──────── EXTRACTED TEXT ────────

We repeatedly make k duplicate removals on s until we no longer can.

Return the final string after all such duplicate removals have been made.

It is guaranteed that the answer is unique.


Example 1:

Input: s = "abcd", k = 2
Output: "abcd"
Explanation: There's nothing to delete.
Example 2:

Input: s = "deeedbbcccbdaa", k = 3
Output: "aa"
Explanation:
First delete "eee" and "ccc", get "ddbbbdaa"
Then delete "bbb", get "dddaa"
Finally delete "ddd", get "aa"
Example 3:

Input: s = "pbbcggttciiippooaais", k = 2
Output: "ps"


Solution no.1: ----------------------------------------------- Stack
-------------------------------------------------------------- O(n * k)  T and O(n) S
class Solution(object):
    def removeDuplicates(self, s, k):
        """
        :type s: str
        :type k: int
        :rtype: str
        """
        # Check the edge cases
        if not s:
            return ""
        if not k:
            return s
        # Use a stack to implement this question because we may want to look into the previous characters
        # and pop whenever that is possible
        # No clue how to approach except the BF(using no space),
        # then what we can think about next is to use a helper data structure to decrease the time complexity
        # while sacrifice the space complexity
        stack = []
        for w in s:
            stack.append(w)
            if len(stack) >= k:
                match = True
                for i in range(2, k + 1):
                    if stack[-i] != w:
                        match = False
                if match:
                    for i in range(k):
                        stack.pop()

──────── GIVEN INFORMATION ────────

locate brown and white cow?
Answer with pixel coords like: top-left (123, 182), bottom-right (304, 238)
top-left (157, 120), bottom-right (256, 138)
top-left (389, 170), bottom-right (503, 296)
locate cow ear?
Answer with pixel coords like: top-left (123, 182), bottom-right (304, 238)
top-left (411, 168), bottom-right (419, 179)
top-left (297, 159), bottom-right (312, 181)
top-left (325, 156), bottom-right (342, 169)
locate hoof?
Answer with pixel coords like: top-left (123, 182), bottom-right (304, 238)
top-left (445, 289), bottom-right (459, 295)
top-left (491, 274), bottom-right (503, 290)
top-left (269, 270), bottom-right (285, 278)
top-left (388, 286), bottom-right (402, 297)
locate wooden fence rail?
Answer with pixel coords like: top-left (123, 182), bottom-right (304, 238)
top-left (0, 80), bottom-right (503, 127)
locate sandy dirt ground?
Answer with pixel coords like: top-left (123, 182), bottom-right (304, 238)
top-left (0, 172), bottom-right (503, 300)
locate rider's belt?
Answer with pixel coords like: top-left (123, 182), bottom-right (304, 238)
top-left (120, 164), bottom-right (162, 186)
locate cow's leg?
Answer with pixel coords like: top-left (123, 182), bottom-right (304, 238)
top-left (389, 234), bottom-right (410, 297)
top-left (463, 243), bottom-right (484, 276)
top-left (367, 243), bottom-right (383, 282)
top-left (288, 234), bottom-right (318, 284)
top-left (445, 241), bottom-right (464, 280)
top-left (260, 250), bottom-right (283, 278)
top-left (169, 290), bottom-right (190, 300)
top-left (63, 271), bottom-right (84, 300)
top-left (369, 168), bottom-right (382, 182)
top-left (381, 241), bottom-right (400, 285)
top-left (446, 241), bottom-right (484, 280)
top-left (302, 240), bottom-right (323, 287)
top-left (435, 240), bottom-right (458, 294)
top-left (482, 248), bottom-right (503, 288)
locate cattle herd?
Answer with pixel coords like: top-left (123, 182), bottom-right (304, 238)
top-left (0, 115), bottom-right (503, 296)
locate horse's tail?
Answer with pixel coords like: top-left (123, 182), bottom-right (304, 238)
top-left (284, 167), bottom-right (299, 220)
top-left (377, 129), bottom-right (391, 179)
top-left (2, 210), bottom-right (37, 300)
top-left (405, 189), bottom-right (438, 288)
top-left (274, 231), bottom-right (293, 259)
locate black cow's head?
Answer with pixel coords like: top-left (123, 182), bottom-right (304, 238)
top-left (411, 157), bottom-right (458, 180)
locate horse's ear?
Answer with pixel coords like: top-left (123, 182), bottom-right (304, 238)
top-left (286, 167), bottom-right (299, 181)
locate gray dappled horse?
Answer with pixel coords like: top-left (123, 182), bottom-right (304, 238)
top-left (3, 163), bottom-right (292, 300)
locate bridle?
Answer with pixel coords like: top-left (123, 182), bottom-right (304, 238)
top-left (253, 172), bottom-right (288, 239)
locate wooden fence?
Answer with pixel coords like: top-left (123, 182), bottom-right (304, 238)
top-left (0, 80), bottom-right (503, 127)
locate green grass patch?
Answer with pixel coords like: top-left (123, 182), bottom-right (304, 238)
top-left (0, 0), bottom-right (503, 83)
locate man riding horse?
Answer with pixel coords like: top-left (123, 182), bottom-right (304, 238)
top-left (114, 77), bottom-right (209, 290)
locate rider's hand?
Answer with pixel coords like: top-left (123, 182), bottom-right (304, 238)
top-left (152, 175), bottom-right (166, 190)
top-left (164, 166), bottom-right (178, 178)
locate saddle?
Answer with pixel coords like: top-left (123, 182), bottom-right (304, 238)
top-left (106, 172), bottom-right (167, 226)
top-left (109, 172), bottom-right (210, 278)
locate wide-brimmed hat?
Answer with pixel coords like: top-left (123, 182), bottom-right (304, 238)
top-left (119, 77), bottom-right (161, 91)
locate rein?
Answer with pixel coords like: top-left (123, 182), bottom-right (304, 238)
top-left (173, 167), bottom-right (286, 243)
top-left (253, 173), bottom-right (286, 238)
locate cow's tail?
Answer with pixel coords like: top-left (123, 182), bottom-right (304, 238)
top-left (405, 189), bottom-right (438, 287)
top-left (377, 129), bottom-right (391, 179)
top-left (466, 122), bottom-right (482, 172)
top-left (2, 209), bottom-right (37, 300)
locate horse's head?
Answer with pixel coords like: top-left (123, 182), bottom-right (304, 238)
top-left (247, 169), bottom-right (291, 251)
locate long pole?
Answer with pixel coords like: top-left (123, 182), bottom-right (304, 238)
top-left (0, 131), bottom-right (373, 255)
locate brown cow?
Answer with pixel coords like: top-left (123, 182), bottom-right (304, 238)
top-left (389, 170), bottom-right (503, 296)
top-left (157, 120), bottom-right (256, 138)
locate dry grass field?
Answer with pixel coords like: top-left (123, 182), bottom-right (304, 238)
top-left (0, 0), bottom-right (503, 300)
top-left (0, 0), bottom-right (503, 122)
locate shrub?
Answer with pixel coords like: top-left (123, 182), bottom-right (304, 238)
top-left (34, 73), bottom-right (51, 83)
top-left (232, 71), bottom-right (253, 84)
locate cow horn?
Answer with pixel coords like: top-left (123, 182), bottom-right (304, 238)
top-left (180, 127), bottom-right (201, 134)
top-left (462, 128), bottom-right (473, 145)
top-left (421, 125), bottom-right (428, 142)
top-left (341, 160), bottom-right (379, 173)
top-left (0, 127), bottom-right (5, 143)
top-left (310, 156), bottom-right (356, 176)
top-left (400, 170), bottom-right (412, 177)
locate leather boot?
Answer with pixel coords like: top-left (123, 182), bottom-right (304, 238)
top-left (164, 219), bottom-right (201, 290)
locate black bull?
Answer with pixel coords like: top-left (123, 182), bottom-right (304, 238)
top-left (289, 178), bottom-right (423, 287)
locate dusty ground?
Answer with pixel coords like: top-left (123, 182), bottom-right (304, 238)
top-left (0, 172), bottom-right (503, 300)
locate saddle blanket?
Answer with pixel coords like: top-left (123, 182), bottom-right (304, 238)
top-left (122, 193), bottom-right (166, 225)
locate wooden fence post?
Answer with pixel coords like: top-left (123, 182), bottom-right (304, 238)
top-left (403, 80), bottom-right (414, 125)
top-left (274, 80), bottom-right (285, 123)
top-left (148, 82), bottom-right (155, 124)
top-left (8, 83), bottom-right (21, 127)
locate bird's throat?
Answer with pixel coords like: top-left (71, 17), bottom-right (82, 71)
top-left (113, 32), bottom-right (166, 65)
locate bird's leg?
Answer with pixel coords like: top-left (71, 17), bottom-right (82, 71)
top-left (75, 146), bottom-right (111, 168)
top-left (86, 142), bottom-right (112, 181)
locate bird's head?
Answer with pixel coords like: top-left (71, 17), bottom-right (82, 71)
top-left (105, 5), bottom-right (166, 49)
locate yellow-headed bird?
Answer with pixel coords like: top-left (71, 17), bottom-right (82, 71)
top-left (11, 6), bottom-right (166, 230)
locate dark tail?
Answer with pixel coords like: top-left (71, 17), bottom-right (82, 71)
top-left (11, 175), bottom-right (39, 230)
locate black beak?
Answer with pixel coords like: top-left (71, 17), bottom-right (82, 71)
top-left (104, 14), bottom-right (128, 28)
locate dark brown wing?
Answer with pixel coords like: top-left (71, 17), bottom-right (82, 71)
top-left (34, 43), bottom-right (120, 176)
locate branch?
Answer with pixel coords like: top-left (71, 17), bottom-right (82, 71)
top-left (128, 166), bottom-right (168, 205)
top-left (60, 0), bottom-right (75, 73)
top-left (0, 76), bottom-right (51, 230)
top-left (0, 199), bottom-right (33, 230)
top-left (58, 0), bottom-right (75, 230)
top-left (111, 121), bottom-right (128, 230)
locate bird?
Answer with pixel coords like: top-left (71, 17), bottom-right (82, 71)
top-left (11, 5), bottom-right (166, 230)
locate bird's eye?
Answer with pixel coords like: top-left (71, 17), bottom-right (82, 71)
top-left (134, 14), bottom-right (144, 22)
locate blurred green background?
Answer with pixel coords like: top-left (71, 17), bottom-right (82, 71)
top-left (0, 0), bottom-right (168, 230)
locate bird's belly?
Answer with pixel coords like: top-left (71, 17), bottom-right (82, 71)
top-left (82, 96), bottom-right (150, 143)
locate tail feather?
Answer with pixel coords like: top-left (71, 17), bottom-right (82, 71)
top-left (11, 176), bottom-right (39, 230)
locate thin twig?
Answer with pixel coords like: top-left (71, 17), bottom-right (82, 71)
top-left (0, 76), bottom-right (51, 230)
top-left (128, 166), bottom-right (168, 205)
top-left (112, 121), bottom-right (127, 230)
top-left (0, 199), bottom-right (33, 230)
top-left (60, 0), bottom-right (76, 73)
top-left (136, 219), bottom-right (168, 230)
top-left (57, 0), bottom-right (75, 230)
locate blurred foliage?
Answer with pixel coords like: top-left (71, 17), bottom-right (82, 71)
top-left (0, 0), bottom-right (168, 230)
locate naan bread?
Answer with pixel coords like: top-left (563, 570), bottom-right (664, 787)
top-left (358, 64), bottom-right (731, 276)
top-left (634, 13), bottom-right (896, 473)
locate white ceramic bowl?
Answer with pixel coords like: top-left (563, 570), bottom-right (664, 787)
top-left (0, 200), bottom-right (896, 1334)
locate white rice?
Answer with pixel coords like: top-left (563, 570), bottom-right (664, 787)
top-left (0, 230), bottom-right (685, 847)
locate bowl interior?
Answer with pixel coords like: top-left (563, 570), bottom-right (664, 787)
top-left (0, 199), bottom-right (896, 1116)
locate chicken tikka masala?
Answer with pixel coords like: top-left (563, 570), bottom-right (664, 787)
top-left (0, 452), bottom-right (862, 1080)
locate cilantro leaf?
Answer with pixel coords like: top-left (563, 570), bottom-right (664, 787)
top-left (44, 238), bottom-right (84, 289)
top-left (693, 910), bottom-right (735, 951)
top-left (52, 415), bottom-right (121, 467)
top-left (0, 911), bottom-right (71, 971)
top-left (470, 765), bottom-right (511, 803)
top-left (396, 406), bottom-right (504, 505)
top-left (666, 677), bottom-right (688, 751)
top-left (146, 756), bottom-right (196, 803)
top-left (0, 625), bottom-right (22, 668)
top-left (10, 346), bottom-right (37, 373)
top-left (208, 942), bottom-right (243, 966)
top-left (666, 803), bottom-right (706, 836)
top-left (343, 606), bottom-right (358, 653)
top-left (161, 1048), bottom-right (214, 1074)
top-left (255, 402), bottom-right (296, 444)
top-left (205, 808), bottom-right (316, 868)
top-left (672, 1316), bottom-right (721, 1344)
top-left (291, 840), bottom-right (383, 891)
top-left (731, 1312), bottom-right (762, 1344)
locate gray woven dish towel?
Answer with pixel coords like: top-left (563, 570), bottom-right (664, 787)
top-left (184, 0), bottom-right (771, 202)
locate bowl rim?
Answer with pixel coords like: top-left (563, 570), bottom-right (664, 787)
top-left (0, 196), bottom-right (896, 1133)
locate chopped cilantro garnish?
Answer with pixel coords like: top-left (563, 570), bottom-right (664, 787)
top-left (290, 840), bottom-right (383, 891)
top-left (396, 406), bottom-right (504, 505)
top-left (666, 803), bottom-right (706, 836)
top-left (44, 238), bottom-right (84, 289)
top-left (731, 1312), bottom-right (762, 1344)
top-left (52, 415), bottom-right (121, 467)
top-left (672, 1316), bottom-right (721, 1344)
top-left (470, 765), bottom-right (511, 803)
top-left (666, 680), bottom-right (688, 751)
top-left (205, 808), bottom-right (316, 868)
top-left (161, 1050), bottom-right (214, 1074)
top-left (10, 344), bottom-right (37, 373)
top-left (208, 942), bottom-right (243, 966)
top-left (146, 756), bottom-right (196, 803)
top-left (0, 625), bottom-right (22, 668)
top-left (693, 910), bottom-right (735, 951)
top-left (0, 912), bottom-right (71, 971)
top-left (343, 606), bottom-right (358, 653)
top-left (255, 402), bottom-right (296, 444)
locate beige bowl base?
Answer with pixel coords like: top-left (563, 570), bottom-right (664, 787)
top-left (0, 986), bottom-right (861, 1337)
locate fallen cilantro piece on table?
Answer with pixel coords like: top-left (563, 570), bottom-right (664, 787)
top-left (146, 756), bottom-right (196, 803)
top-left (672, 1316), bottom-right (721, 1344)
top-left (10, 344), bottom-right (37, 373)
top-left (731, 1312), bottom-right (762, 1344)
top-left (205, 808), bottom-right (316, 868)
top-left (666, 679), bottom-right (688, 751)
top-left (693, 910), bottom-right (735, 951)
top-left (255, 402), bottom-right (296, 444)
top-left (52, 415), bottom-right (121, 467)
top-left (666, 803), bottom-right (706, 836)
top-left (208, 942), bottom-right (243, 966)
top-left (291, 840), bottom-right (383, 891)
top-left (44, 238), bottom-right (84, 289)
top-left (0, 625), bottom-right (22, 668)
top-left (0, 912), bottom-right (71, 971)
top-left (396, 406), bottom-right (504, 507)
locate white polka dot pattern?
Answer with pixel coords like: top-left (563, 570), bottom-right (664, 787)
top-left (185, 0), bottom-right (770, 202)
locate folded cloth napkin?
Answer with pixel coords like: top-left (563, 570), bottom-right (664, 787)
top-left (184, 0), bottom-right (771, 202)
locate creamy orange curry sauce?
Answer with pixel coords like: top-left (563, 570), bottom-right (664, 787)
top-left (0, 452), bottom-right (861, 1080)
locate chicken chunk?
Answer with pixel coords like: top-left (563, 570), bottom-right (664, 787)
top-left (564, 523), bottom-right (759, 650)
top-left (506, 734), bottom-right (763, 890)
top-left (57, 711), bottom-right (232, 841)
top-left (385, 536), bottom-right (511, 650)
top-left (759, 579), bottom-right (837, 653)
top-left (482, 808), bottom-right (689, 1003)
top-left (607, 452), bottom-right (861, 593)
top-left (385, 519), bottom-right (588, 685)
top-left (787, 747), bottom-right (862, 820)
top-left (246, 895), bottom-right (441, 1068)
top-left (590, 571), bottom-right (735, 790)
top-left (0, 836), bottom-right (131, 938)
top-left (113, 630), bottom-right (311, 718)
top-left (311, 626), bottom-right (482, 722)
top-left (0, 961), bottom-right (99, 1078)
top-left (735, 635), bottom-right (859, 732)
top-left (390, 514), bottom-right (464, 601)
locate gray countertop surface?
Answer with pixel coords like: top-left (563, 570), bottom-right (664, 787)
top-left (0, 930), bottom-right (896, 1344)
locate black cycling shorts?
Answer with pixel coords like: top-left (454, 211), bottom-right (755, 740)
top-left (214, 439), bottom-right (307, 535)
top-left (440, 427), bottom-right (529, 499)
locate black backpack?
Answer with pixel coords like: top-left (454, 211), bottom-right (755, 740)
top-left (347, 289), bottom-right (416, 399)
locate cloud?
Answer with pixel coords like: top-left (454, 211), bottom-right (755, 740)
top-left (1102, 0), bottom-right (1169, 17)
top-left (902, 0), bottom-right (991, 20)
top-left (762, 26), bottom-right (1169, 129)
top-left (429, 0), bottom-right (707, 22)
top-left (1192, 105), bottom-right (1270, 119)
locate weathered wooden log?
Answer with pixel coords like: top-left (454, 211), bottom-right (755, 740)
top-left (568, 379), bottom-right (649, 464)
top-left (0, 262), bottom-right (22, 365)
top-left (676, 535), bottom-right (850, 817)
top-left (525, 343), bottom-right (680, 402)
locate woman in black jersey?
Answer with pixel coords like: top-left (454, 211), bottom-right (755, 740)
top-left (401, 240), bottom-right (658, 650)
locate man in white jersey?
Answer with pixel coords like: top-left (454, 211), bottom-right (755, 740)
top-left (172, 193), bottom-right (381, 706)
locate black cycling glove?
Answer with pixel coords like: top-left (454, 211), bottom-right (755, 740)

────────

REQUIREMENTS:
a: In the duplicate-removal text, what output does Example 3 give?
b: Please continue the duplicate-removal text from where it stops.

ANSWERS BY TASK:
a: "ps"

b:
        return ''.join(stack)


Solution no.2: ------------------------------------------- Better Stack
-------------------------------------------------------------- O(n)  T and O(n) S
class Solution(object):
    def removeDuplicates(self, s, k):
        """
        :type s: str
        :type k: int
        :rtype: str
        """
        # Check the edge cases
        if not s:
            return ""
        if not k:
            return s
        stack = []
        for w in s:
            if not stack or stack[-1][0] != w:
                stack.append((w, 1))
            else:
                stack.append((w, stack[-1][1] + 1))       # Instead of just one char, we append a tuple = (char, count) into the stack
            if stack[-1][1] == k:                         # One very regular optimization way is to keep more information in stack/queue
                for i in range(k):
                    stack.pop()
        return ''.join([char for char, _ in stack])